■ WRITTEN TASK 1: Please pull out every line of the entries that contains the word "screen", with case counting.

■ EXCERPTED TEXT:
------------------------------------------------------------

William George Shuster, Senior Editor -- JCK-Jewelers Circular Keystone, 10/13/2008 10:25:00 AM

Chow Tai Fook, the giant Hong Kong jewelry retail group, has confirmed it will take over hundreds of watch stores and two manufacturing facilities of bankrupt international Hong Kong watch maker and retailer Peace Mark (Holding) Ltd.


Chow Tai Fook, privately owned by Hong Kong business tycoon Cheng Yu-tung (pictured), will acquire, run and develop Peace Mark's watch retail network (about 120 multi-brand and specialty image stores and over 1,000 mid-price watch retail stores) in mainland China, Hong Kong, Macau, and Taiwan. It will also get two watch movement factories in mainland China, and assume some of Peace Mark's debt.

At press time, it was unclear how the deal affects the Swiss-made Milus luxury watch brand, owned by Peace Mark, or Peace Mark’s agreement with Tourneau, Americas biggest watch retailer, to build a chain of fine watch stores in China. (Tourneau and Milus officials, when contacted by JCK, had no comment.) Peace Mark—which has offices and markets in the United States, Europe, and other Asian countries—also had exclusive rights to operate De Beers retail stores in China and develop that market for the French high-end jewelry brand Boucheron.

------------------------------------------------------------

■ GIVEN DATA:
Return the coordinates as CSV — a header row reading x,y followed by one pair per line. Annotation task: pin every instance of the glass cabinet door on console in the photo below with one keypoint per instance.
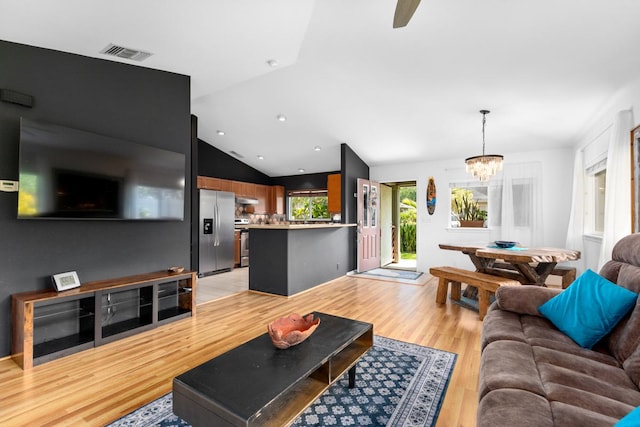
x,y
62,327
46,324
125,311
174,299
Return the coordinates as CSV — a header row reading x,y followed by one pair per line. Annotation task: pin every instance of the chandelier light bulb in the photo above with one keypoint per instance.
x,y
484,166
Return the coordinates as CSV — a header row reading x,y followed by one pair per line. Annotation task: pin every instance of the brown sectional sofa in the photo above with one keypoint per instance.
x,y
532,374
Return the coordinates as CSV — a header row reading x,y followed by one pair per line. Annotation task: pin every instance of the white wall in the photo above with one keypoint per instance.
x,y
434,229
626,98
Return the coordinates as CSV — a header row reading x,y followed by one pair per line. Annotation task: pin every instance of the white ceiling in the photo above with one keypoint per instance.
x,y
542,67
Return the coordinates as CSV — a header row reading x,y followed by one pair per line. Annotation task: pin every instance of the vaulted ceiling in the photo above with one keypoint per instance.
x,y
343,74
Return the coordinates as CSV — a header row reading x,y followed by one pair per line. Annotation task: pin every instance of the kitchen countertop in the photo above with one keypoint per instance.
x,y
291,226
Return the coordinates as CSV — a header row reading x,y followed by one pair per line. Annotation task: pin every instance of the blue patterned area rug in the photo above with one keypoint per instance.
x,y
397,384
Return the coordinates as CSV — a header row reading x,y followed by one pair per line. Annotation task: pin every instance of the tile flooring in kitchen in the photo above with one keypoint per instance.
x,y
222,285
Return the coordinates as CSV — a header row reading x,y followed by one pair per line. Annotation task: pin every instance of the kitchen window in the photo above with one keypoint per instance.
x,y
469,205
308,205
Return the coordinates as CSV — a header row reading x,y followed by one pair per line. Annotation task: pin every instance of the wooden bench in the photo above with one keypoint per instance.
x,y
486,284
567,274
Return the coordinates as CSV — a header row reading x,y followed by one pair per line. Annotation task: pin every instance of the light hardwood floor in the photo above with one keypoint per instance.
x,y
97,386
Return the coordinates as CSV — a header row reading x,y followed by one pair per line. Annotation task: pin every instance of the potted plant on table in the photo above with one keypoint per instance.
x,y
469,213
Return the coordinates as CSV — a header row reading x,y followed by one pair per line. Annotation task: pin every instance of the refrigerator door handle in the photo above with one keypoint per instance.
x,y
217,241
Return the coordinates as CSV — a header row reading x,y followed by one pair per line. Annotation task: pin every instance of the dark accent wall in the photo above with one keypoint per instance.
x,y
311,181
134,103
352,168
195,200
216,163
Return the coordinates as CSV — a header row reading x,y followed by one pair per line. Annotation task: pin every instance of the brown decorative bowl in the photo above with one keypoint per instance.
x,y
291,330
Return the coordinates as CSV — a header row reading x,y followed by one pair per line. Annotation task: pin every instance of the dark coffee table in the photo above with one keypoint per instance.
x,y
258,384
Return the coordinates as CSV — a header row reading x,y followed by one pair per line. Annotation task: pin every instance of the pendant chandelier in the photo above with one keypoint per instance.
x,y
485,166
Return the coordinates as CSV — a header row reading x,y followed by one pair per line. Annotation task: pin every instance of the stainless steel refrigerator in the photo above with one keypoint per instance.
x,y
216,243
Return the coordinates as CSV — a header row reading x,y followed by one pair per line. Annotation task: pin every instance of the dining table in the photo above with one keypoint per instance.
x,y
529,266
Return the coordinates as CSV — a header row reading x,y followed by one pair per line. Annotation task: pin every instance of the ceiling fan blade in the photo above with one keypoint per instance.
x,y
404,12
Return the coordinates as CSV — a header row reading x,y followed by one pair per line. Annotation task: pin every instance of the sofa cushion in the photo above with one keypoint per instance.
x,y
568,415
625,337
555,375
525,299
508,364
632,366
632,419
589,309
513,407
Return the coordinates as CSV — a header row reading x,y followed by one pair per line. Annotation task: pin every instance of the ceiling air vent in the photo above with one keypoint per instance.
x,y
125,52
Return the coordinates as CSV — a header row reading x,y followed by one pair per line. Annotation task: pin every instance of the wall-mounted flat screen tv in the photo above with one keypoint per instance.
x,y
67,173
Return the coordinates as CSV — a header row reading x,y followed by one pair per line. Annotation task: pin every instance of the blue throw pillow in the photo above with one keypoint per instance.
x,y
588,309
632,419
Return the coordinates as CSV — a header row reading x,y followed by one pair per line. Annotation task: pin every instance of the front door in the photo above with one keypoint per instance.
x,y
368,224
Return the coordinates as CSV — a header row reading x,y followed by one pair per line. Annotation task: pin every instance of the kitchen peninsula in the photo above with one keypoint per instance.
x,y
291,258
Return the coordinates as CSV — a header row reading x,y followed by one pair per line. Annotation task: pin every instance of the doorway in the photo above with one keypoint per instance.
x,y
398,219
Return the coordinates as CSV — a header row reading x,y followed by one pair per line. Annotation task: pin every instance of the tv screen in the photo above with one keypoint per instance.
x,y
67,173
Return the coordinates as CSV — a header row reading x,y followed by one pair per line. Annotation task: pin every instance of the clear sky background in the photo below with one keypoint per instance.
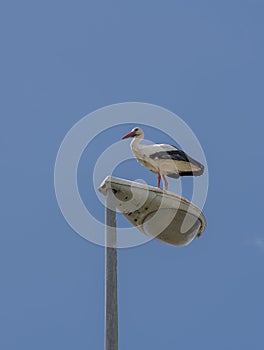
x,y
61,60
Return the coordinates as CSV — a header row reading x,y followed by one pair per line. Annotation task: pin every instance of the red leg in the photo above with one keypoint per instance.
x,y
159,177
165,182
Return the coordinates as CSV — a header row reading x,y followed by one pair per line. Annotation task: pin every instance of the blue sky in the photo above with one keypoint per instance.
x,y
61,60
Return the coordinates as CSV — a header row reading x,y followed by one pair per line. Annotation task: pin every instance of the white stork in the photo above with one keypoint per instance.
x,y
164,160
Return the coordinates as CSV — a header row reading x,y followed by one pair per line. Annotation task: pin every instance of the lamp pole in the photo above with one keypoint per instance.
x,y
111,304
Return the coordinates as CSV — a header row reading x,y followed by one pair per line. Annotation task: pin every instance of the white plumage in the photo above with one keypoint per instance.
x,y
164,160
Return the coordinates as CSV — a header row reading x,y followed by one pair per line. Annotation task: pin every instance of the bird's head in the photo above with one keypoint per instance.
x,y
136,132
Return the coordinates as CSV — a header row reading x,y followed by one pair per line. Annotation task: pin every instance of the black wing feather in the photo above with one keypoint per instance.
x,y
180,156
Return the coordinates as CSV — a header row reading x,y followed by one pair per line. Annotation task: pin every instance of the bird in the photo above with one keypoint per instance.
x,y
162,159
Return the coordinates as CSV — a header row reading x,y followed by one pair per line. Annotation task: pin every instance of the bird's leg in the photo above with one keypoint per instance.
x,y
165,182
159,177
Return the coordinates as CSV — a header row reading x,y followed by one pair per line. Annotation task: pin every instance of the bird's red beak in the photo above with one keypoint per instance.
x,y
130,134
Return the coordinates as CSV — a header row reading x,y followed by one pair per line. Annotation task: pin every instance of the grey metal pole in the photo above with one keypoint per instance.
x,y
111,305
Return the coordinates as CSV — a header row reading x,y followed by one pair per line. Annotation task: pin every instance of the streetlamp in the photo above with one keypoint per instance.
x,y
163,215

------------------------------------------------------------

■ WRITTEN TASK 2: Write the next part of the article on Chow Tai Fook's takeover of Peace Mark, picking up after its last sentence.

■ FINAL ANSWER 1:
Return the coordinates as CSV — a header row reading x,y followed by one pair per line. Annotation task: pin every instance of the wall-mounted flat screen tv in the photo above with one keypoint per instance.
Return the coordinates as CSV — a header row reading x,y followed by one pair per line. Annotation task: pin every instance of the tv screen in the photo above with one keypoint per instance.

■ FINAL ANSWER 2:
Acquisition of Peace Mark’s stores is a “unique opportunity” for Chow Tai Fook to significantly expand its retail network in China, already in scores of cities there, said Dr. Henry Cheng Kar-Shun, director of Chow Tai Fook.

“With Chow Tai Fook’s operational experience in the Greater China region and resources,” he noted. “We strongly believe the network of Chow Tai Fook throughout China after the acquisition will establish a predominant footprint in the jewelry and watch retailing business unparalleled in the market.”

Chow Tai Fook didn’t disclose the acquisition price, but reports in the Hong Kong press say the deal will be finalized by the end of October at a cost of over $90 million ($HK700 million) to Chow Tai Fook.

The Oct. 3 agreement was approved by the Hong Kong high court Oct. 6 and formally announced by Chow Tai Fook Oct. 9.

Two weeks ago Peace Mark sold its Swiss watchmaking facilities (STM Holding, which makes about 300,000 mechanical movements and 100 million quartz ones annually, and has high-end clients) to the Festina group, the upscale Spanish watch company, whose several brands include Festina, Jaguar and Perrelet.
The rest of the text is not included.